Lors du colloque "Luxembourg 2002", le 4e colloque luxembourgeois consacré à l'économie de la connaissance dans une perspective européenne en vue de la stratégie Europe 2020 et organisé par le gouvernement et le CRP Tudor entre le 7 et le 9 décembre 2010, plusieurs orateurs ont essayé de faire le point sur la crise mondiale, en Europe et sur ses répercussions au Luxembourg. Europaforum.lu en rend compte.
Alan Kirman, professeur de sciences économiques et directeur d'études à l’EHESS, à l’Institut Universitaire de France, au GREQAM, et à l’Université de la Méditerranée Aix Marseille II, a frappé par la causticité de ses remarques.
Réseau, contagion, confiance, sont les notions qui ont fusé tout au long de la crise économique, et ces notions ne sont intégrées dans aucune théorie économique. Mais elles sont pour Kirman typiques pour les systèmes complexes.
Depuis le 19e siècle, la notion d’équilibre qui prévaut dans la théorie économique est celle de la rationalité de l’individu et du collectif dans leur champ d’action économique. La fragilité de ce modèle vient du fait qu’il suppose que les individus maximisent à tous les niveaux de l’économie, que ce comportement entraîne des équilibres et que de ce fait, il exclut une crise qui existe pourtant bel et bien. Il y a différence entre coordination des efforts économiques et efficience des efforts économiques pris un à un. Les comportements des individus ne peuvent être transformés en agrégat. Sinon, d’où viendraient les changements brusques en économie ? Du mauvais comportement des individus ?
Pour Kirman, les systèmes complexes ont des dynamiques non-linéaires, ne sont pas en équilibre constant. Les marchés s’auto-organisent peut-être, mais ils ne sont pas des systèmes stables. Ils sont au contraire complexes et chaotiques, avec des interactions imprévisibles. Kirman est donc très sceptique à l’égard des théories sur les marchés efficients. Il y identifie plutôt des effets de moutons de Panurge et adhère à l’idée que dans un tel contexte, les produits financiers dérivés sont des armes de destruction massive, comme l’a montré le collapsus financier de 2008 et les effets de cascade ou de contagion qu’il a provoqués. Bref, il faut des modèles économiques qui tiennent compte de ces changements systémiques, notamment dans le système financier, de plus en plus connecté et recourant de manière croissante à des actifs extérieurs. Comment réguler ce système ? En le suivant constamment. Comment organiser sa résilience ? De manière pragmatique et en repensant les paradigmes théoriques qui dominent la pensée économique.

========

> OBJECTIF 1:
Veuillez relever chaque ligne des entrées qui contient le mot « pink », en tenant compte de la casse.
> OBJECTIF 2:
Poursuivez le compte rendu du colloque sur la crise économique en reprenant juste après sa dernière phrase.

========

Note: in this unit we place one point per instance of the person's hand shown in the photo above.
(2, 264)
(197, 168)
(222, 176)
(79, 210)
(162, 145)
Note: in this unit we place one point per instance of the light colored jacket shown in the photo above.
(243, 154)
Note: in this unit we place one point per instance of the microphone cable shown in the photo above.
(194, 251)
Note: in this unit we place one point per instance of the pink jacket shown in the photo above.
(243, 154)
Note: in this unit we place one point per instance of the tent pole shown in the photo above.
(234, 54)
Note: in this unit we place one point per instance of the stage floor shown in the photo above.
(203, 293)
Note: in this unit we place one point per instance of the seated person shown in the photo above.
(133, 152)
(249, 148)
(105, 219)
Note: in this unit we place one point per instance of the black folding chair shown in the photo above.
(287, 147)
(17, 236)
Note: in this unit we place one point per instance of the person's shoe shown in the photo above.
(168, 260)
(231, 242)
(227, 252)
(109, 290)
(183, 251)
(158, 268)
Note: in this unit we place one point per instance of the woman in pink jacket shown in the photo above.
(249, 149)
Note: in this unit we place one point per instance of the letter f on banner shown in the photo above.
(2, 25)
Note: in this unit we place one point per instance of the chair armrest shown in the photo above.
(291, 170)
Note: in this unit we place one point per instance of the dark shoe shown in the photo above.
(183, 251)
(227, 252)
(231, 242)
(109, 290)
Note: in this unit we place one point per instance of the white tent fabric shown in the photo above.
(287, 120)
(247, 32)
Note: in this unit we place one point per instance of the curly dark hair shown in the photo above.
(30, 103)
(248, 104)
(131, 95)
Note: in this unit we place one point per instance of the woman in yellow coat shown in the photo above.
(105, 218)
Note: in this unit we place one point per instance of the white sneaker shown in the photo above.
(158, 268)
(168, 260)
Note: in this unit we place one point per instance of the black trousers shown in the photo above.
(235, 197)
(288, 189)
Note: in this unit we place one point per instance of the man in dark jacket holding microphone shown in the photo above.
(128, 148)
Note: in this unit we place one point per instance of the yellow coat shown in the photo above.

========

> RÉSULTAT DE L'EXERCICE 1:
Note: in this unit we place one point per instance of the pink jacket shown in the photo above.
Note: in this unit we place one point per instance of the woman in pink jacket shown in the photo above.

> RÉSULTAT DE L'EXERCICE 2:
Philippe Gudin de Vallerin, chef du Service des Politiques Macroéconomiques et des Affaires Européennes au Ministère de l’Economie, de l’Industrie et de l’Emploi français, évoqua les stratégies de sortie de crise en trois temps, en abordant d’abord la situation économique mondiale et les déséquilibres, puis la reprise différenciée en Europe et ensuite la réforme de la gouvernance économique.
Un premier constat : la croissance mondiale est tirée par les pays émergents. En novembre 2020, les déséquilibres mondiaux n’étaient pas sur le point d’être résolus, tout au contraire. La reprise économique les reconstitue. Le compte courant de la zone euro est à l’équilibre, mais masque des divergences internes entre les États membres. Les tensions sur le marché des changes sont vives, avec une monnaie chinoise sous-évaluée, la nouvelle phase d’assouplissement monétaire lancée par la FED des USA. Certains pays émergents veulent renforcer le contrôle des capitaux entrants pour limiter l’appréciation de leur monnaie et/ou des bulles de prix d’actif. Le Japon est intervenu directement sur le marché des changes pour freiner l’appréciation du yen. Et surtout : L’euro ne doit ni ne peut pas porter seul le poids de l’ajustement monétaire.
Dans un tel contexte, les pays du G20 recherchent une meilleure coordination de leurs politiques économiques. A Pittsburgh, en 2009, un plan d’action a été endossé par les chefs d’État et de gouvernement. L’exercice a été renforcé à Séoul en novembre 2010 et devrait se poursuivre en 2011 sous la présidence française du G20.
Dans la zone euro, la reprise économique est très différenciée. Dans les pays qui forment le noyau de l’euro, L’Allemagne, la France, le Benelux, et qui étaient pour la plupart de croissance modeste, la reprise semble bien ancrée. Mais dans des pays « périphériques » comme l’Irlande, l’Espagne, le Portugal, en partie des pays à croissance forte pendant une dizaine d’années, la récession sévit. Pourtant, l’Espagne et l’Irlande ont été des bons élèves dans le cadre du pacte de stabilité. Chez eux, c’est surtout l’endettement de tous les agents économiques par des crédits concédés de manière excessive qui pose problème. L’économie allemande par contre est peu endettée et exporte ses capitaux pour financer les économies endettées. Un autre constat s’impose néanmoins pour Philippe Gudin de Vallerin: les salaires réels sont en Allemagne, mais aussi dans d’autres pays, déconnectés de la productivité. Conséquence : une évolution hétérogène des coûts et des déséquilibres de plus en plus insoutenables dans la zone euro.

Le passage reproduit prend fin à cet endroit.